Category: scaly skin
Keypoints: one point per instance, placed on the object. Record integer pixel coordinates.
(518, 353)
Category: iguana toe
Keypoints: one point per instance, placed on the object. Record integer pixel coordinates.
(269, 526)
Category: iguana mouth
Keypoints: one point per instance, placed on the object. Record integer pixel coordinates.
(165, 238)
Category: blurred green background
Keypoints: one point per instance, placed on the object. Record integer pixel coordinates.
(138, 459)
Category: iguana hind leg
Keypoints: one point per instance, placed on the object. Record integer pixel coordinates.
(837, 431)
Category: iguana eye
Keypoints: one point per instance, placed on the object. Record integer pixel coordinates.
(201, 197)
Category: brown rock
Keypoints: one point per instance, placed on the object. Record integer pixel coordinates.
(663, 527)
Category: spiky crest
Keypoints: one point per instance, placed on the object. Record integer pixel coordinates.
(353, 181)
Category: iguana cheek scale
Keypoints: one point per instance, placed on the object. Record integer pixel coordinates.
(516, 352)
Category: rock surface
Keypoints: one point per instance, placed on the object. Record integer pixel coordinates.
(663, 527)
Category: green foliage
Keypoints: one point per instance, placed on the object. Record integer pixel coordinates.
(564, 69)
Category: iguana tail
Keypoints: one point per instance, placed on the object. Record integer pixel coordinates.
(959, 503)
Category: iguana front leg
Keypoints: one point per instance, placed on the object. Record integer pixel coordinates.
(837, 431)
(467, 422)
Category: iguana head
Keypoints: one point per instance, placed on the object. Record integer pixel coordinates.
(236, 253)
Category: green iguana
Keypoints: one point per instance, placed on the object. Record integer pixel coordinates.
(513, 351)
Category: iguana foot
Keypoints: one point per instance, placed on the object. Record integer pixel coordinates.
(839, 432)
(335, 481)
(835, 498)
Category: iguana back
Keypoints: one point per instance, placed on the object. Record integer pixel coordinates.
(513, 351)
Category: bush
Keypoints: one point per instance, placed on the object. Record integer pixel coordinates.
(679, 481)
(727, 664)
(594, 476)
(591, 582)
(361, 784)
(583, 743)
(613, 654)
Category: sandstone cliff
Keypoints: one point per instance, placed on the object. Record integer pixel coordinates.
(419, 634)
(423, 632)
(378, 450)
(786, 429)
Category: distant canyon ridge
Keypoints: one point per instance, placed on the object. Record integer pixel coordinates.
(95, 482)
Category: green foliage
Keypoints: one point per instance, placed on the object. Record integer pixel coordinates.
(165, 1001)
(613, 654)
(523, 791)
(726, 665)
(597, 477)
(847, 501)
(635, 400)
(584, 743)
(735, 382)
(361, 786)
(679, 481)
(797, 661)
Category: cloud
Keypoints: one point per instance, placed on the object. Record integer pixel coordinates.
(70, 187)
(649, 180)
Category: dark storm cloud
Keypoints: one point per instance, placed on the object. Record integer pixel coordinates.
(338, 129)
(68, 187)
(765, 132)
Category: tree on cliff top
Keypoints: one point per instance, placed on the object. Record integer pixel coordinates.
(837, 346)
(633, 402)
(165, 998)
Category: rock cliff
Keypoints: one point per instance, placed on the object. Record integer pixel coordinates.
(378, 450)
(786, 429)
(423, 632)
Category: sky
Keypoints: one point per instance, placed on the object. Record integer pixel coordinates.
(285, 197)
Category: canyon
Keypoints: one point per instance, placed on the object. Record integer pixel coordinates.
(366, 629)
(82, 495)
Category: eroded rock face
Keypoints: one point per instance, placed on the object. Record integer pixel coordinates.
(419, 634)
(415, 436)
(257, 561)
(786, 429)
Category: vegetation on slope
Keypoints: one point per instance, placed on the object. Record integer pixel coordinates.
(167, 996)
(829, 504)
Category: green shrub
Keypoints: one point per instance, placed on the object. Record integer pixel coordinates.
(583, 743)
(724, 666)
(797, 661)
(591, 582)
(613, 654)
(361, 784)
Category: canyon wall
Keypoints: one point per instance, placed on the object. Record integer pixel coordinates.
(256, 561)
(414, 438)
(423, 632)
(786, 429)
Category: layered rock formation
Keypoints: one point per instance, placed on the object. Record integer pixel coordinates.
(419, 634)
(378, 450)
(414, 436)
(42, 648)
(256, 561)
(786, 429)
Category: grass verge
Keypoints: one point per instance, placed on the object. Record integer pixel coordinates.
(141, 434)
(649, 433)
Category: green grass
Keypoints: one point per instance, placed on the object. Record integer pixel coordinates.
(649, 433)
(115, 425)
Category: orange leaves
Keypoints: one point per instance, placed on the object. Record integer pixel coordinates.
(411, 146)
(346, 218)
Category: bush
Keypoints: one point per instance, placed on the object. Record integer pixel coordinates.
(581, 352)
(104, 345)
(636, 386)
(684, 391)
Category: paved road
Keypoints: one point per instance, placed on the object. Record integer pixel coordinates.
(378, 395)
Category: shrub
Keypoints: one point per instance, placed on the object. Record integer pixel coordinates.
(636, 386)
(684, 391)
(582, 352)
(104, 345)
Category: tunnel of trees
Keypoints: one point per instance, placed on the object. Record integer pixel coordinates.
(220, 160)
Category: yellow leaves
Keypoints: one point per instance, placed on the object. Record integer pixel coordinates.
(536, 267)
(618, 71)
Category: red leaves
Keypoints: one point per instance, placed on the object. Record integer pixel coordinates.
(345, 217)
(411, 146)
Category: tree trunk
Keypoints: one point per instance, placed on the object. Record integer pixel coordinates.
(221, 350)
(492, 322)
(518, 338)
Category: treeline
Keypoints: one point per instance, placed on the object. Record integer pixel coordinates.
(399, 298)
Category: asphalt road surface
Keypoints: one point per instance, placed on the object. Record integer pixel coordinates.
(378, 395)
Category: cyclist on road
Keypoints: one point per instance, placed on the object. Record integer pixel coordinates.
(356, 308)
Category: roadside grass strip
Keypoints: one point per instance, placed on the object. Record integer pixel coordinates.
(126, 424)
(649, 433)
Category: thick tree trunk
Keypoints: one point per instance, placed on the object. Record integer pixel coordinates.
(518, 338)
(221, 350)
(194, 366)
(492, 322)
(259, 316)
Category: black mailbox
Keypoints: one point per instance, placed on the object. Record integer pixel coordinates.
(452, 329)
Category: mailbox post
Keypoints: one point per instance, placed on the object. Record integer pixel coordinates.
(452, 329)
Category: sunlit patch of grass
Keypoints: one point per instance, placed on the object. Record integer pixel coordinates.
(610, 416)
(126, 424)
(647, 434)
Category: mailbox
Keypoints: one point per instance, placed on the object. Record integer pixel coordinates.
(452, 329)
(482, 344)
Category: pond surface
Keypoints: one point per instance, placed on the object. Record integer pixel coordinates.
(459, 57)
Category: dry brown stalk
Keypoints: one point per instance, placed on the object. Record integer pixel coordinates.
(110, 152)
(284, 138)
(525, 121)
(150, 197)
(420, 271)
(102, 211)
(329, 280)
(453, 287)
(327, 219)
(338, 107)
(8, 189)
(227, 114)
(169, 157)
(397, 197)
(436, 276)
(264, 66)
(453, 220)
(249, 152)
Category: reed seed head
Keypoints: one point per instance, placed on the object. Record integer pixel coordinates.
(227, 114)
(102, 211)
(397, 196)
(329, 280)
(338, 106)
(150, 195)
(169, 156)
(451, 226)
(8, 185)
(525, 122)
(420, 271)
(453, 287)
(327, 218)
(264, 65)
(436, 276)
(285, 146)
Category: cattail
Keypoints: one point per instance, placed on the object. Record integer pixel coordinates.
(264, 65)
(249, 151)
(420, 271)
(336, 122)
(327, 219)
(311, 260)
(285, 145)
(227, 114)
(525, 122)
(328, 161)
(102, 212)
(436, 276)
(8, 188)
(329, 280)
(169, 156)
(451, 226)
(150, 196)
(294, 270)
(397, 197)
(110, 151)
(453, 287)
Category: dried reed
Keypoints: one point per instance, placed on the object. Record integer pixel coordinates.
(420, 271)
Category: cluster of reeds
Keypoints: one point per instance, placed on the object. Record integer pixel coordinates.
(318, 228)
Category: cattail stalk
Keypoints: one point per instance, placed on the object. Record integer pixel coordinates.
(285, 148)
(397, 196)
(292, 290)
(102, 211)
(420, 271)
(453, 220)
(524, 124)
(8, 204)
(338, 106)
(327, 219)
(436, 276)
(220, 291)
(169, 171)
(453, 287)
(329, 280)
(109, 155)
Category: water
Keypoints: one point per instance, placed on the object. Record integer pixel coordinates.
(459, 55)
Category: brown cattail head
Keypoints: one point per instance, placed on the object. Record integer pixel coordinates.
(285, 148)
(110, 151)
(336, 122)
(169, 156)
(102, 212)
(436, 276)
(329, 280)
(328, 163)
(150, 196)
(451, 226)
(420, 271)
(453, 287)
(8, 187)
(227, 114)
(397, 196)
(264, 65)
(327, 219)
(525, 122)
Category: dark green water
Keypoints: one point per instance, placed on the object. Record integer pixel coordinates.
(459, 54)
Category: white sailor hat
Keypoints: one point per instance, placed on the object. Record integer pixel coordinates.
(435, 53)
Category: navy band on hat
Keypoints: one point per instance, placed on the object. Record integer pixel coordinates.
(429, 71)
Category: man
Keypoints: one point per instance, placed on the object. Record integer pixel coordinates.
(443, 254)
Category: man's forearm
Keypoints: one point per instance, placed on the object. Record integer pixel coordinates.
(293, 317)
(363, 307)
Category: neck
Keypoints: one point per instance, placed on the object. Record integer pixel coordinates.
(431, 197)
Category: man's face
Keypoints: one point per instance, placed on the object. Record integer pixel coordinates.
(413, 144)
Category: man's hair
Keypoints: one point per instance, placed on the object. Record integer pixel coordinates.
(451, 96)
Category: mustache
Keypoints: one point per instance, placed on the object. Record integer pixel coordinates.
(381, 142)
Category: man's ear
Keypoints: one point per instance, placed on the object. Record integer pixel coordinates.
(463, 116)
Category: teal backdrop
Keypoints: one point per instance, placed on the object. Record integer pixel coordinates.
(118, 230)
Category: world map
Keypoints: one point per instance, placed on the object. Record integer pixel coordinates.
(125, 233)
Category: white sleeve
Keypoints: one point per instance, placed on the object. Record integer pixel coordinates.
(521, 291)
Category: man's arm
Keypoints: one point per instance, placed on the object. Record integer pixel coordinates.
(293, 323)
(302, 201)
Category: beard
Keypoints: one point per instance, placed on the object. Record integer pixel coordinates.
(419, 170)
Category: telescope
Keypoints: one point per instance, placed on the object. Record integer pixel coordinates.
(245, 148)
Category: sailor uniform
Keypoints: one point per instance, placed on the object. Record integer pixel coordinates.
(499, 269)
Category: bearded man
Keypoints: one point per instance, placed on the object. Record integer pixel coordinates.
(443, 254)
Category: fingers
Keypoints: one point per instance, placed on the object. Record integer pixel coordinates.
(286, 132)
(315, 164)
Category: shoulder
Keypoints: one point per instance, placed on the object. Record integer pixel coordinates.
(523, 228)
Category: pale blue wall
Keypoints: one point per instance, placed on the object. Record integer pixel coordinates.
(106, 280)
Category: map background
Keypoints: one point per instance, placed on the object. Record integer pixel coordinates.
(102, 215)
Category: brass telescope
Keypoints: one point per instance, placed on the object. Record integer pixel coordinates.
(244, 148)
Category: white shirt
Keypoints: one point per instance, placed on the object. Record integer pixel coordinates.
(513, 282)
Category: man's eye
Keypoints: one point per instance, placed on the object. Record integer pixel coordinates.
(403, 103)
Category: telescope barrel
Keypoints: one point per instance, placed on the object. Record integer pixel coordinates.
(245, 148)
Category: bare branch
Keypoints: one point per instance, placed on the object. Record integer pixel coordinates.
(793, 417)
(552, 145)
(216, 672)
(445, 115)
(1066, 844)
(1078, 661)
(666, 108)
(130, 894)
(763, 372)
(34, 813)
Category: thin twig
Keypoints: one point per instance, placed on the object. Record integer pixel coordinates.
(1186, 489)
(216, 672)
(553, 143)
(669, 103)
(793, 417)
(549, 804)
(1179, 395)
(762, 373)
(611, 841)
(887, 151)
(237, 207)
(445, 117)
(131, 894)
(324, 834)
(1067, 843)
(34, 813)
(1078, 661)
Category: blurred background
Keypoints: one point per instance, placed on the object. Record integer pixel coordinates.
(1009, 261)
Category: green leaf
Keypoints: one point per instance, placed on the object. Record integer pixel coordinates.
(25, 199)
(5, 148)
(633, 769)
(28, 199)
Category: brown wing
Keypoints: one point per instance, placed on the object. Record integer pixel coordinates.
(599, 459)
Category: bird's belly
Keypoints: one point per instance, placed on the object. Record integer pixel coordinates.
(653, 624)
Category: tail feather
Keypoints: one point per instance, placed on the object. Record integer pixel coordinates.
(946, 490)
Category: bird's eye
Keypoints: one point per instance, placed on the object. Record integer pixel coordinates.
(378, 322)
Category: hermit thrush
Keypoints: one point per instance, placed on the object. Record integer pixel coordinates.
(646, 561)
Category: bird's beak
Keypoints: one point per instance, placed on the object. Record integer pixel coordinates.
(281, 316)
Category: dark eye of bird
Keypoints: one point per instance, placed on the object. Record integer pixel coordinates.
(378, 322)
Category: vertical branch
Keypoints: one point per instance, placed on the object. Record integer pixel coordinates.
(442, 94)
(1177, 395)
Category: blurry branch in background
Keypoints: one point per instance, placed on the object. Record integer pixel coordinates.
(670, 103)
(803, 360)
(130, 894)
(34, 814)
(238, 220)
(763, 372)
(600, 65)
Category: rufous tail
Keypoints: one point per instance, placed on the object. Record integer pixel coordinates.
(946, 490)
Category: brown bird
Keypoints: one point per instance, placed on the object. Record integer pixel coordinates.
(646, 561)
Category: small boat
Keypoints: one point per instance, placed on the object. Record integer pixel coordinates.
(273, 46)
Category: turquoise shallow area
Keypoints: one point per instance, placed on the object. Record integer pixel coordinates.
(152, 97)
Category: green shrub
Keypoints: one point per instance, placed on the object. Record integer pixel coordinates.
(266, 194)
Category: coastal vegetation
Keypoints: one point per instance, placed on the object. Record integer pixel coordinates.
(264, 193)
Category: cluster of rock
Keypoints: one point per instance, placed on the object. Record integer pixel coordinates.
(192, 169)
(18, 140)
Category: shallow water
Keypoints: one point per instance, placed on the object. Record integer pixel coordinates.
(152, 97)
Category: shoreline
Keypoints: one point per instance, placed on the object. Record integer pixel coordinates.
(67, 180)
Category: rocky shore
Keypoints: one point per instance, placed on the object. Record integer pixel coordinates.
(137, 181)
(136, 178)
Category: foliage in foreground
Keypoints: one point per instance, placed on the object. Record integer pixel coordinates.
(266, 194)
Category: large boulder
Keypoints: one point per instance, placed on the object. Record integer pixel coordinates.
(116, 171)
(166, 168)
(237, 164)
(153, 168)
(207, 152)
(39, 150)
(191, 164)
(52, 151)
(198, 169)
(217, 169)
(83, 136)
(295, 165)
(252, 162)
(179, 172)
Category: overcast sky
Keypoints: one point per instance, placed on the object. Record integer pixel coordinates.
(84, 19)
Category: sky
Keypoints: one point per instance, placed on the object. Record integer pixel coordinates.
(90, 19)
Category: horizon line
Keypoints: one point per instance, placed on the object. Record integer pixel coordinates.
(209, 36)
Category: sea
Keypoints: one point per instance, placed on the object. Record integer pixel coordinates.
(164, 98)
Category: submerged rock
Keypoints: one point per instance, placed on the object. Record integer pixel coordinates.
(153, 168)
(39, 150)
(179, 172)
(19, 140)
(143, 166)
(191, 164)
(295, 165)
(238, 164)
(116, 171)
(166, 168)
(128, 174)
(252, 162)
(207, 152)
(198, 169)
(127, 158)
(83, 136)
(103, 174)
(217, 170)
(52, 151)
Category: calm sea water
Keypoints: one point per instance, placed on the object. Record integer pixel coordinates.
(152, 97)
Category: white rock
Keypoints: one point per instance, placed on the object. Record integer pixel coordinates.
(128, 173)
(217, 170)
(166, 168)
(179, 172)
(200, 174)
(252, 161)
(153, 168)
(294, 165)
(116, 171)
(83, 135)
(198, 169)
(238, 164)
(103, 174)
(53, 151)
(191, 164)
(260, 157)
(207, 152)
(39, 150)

*Objective*: Produce an exact copy of the lines from the one containing "Category: overcast sky" through the last line, and of nothing else.

*Task response*:
Category: overcast sky
Keypoints: one point per instance, placed on the object. Record integer pixel coordinates.
(84, 19)
Category: sky
Keypoints: one point per instance, placed on the object. Record integer pixel coordinates.
(90, 19)
Category: horizon line
Keypoints: one point per instance, placed on the object. Record integer pixel coordinates.
(209, 36)
Category: sea
Keypoints: one point per instance, placed on the object. Record integer pixel coordinates.
(164, 98)
Category: submerged rock
Keypoints: one point per instance, placed on the object. Record integer pixel coordinates.
(153, 168)
(39, 150)
(179, 172)
(19, 140)
(143, 166)
(191, 164)
(295, 165)
(238, 164)
(116, 171)
(166, 168)
(128, 174)
(252, 162)
(207, 152)
(198, 169)
(127, 158)
(83, 136)
(103, 174)
(217, 170)
(52, 151)
Category: calm sea water
Keypoints: one point per instance, placed on the object. Record integer pixel coordinates.
(152, 97)
Category: white rock
Keypoints: one point per instance, placed on the object. Record integer pixel coordinates.
(128, 173)
(217, 170)
(166, 168)
(179, 172)
(200, 174)
(252, 161)
(153, 168)
(294, 165)
(116, 171)
(83, 135)
(198, 169)
(238, 164)
(103, 174)
(53, 151)
(191, 164)
(260, 157)
(207, 152)
(39, 150)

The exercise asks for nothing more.